■ DATA:

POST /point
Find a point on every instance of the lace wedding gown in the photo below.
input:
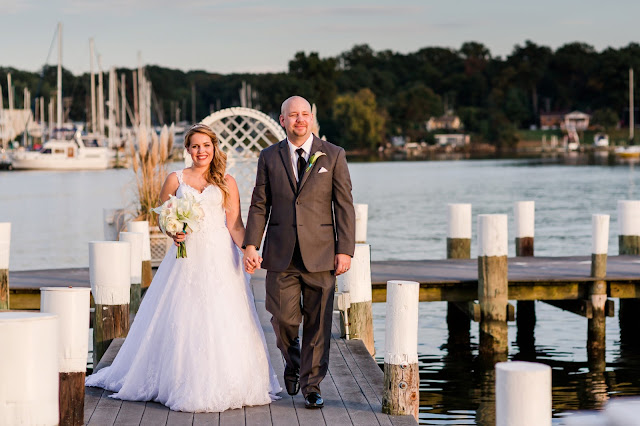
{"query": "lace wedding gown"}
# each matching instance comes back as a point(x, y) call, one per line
point(196, 343)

■ WORK REQUIRED:
The records above should be output exactly, but without any of their pictures.

■ RESULT BELOW:
POST /point
Find a point on every instance of the lace wedding gown in the photo below.
input:
{"query": "lace wedding gown"}
# each matching instance comes back as a point(x, y) call, one per line
point(196, 343)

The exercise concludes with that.